Supplied passage:
↓↓↓

Ambre's expedition has other problems, though. The rag-tag militia, which has slowly gained power over the colony and amassed enough weapons and other gear to take over the scientific expedition, declares itself in charge of the scientific team. Its aim is to discover any ancient and powerful alien technology that they can use to extend their power beyond Gemma. And yet the hostile clashes between the scientists and the soldiers pale in comparison to the horror that begins plaguing the expedition soon after it breaks through into the first section of ruins. Scientists who have seemed upbeat and excited about their find suddenly start commiting suicide, with one blowing himself up before an intricately-carved doorway, thereby opening the way into a kind of inner sanctum. All the while, Ambre's dreams have been turning into powerful hallucinations and delusions, with the "Dark Lord" making her sleepwalk to the ruins, even as another, unexplained force tries to tear her away. Once the inner section of the ruins is exposed, the militia's eccentric scientist, who has been trying to translate the alien script found throughout those ruins, becomes, like Ambre, the plaything of whatever dark entity inhabits it.

↑↑↑

Exercises to complete:
(1) Answer these questions about the passage on Ambre's expedition:
(a) What does the militia hope to discover?
(b) What happens when one scientist blows himself up before an intricately-carved doorway?
(c) What has the militia's eccentric scientist been trying to translate?
(2) Carry the passage on Ambre's expedition forward from its final sentence.

Data shown:
↓↓↓

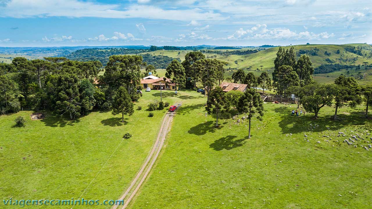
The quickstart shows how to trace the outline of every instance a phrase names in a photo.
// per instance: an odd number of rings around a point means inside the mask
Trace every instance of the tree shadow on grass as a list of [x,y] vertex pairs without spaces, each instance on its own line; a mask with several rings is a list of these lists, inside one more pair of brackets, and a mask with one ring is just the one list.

↑↑↑

Exercise answers:
(1)
(a) Any ancient and powerful alien technology it can use to extend its power beyond Gemma.
(b) It opens the way into a kind of inner sanctum.
(c) The alien script found throughout the ruins.

(2)
Ambre's subsequent brief and terrifying encounter with Tékélam symbolizes the meeting of human and alien minds. For Tékélam, the alien script is the language of reality, of his people, which he can understand through singing and dancing to its rhythm. But for the humans, it is indecipherable, unless, that is, one has fallen under the sway of the lifeforce that has been caged in the ruins for centuries.
Vestiges is at once a work of hard sf, a space opera that spans lightyears and centuries and delves into complicated relationships both within human society and that of Tékélam's people. And yet, it is also a story about the universality of myth, the roles that religion and music play in social formation, and the ways in which the human brain resists processing that which doesn't fit into a worldview fenced in by a four-dimensional understanding of the universe.
And this is just Book 1.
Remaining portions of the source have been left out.